Recorded data:
—————
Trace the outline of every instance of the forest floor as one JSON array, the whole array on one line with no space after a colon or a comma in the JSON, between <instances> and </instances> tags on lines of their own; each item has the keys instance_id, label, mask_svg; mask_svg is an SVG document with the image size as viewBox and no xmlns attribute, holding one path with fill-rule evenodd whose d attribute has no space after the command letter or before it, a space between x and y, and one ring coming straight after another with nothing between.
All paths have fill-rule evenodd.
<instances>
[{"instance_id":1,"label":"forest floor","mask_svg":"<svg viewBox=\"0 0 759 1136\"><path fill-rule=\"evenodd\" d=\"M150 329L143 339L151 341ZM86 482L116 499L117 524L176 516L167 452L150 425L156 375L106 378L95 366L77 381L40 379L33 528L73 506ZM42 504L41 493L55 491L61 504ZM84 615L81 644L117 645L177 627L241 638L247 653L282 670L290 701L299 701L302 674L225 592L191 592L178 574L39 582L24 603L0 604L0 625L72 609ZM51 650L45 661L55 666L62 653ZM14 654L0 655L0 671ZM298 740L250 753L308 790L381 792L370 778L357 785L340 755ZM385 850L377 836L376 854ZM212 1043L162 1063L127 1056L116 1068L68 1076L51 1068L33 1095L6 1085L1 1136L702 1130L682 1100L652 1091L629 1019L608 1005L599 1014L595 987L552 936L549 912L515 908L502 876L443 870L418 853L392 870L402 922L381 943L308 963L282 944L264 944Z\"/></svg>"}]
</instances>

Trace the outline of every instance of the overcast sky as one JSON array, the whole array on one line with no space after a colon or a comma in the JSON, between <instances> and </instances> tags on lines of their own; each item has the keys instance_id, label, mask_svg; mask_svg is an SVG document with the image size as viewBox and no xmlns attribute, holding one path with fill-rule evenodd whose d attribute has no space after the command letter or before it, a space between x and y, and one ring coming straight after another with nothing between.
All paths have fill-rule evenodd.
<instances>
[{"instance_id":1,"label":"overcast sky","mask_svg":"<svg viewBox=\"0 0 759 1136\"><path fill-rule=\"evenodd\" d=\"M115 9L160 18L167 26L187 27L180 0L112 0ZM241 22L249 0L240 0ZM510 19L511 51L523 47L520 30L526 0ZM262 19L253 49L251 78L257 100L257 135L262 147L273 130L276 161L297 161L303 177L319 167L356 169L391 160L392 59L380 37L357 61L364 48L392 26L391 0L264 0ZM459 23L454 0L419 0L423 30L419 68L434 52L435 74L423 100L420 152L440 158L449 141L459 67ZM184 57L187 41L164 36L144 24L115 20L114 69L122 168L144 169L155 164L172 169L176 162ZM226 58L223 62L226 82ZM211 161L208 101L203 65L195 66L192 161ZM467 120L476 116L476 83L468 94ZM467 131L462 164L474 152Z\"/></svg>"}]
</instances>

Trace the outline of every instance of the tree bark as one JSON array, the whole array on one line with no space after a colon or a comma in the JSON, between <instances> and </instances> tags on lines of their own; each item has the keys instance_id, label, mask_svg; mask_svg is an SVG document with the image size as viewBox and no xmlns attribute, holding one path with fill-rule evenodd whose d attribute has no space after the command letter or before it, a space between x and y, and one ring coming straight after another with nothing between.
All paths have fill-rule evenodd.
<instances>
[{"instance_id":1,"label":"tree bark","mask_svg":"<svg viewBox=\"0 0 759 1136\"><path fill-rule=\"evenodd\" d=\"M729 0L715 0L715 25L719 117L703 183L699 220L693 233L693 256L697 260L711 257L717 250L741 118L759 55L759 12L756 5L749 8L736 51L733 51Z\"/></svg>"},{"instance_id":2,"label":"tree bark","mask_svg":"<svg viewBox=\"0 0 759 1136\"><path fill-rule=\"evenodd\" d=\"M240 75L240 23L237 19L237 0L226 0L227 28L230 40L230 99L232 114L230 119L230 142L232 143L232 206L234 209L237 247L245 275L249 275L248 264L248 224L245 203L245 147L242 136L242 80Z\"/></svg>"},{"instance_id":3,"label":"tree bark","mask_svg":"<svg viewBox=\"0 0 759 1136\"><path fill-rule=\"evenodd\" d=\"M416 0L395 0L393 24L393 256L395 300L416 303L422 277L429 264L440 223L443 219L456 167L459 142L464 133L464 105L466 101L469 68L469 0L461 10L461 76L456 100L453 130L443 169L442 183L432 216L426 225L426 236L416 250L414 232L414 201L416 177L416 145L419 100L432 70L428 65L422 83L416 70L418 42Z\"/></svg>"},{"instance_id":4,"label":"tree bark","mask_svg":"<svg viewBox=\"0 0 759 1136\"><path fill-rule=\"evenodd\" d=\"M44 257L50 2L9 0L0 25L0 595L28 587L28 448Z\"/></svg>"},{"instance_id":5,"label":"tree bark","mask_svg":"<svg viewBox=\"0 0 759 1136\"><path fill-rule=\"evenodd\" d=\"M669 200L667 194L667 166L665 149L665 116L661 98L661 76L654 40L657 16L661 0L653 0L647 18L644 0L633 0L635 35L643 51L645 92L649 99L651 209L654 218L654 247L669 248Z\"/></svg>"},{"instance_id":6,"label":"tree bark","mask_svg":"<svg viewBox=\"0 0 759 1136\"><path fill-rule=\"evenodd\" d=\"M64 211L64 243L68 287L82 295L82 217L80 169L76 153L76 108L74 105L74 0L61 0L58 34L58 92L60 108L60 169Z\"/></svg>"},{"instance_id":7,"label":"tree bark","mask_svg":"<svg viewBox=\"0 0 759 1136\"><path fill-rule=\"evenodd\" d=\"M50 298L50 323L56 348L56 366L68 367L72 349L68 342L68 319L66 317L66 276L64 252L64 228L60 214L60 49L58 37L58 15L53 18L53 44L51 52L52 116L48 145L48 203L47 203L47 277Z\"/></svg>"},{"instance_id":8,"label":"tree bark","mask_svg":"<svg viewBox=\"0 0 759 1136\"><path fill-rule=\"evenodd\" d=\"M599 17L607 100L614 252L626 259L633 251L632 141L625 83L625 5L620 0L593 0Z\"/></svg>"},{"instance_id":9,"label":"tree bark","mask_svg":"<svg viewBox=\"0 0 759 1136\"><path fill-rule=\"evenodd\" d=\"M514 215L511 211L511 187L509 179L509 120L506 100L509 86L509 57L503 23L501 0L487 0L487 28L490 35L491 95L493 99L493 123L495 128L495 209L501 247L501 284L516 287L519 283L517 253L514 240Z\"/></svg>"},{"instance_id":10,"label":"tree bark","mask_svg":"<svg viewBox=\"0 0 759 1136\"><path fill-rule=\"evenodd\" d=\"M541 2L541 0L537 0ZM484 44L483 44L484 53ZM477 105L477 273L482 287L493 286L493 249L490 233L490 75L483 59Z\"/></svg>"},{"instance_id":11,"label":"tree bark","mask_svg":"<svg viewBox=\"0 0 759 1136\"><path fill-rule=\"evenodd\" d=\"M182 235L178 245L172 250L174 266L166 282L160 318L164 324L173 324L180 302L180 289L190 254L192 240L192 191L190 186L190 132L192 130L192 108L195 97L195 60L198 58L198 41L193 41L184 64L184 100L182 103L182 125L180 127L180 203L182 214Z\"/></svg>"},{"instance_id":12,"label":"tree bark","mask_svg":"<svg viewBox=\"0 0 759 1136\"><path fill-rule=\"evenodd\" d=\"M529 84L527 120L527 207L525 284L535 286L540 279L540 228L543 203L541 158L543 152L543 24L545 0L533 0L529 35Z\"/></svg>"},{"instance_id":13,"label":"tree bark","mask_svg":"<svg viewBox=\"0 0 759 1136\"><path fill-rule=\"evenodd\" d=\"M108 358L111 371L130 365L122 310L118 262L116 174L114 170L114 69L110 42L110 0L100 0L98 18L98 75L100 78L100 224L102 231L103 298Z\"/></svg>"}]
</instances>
—————
Report every line of the records above that contains the string "image", matching case exactly, and copy each such line in full.

Trace the outline of every instance of the forest floor as one JSON array, the whole array on one line with no space after a colon or a comma in the JSON, between <instances> and </instances> tags on lines of their own; each item has the keys instance_id, label, mask_svg; mask_svg is an SVG document with the image size as viewBox and no xmlns attribute, holding one path with fill-rule evenodd whose d attribute has no space after the command letter or before it, a space between x and y, and one ring coming straight after another with nothing between.
Trace the outline of every instance of the overcast sky as one JSON array, the whole array on one line with no space after a colon or a comma in the JSON, between <instances> and </instances> tags on lines of their own; each item has the keys instance_id, label, mask_svg; mask_svg is an SVG document with the image size as viewBox and no xmlns attribute, holding one path with fill-rule evenodd whose d attribute has no space after the command letter or before it, a space between x and y, and one ring coming straight after another with nothing between.
Trace the outline of every instance of the tree bark as one JSON array, the whole array on one line with no space after a colon or a comma in the JSON, between <instances> and </instances> tags on lines of their own; each item has the keys instance_id, label, mask_svg; mask_svg is an SVG document with the image size as viewBox and no xmlns attribute, holding one path with fill-rule evenodd whose d attribute has no space after the command letter or before it, a space between x and y, and one ring coming straight after another with nothing between.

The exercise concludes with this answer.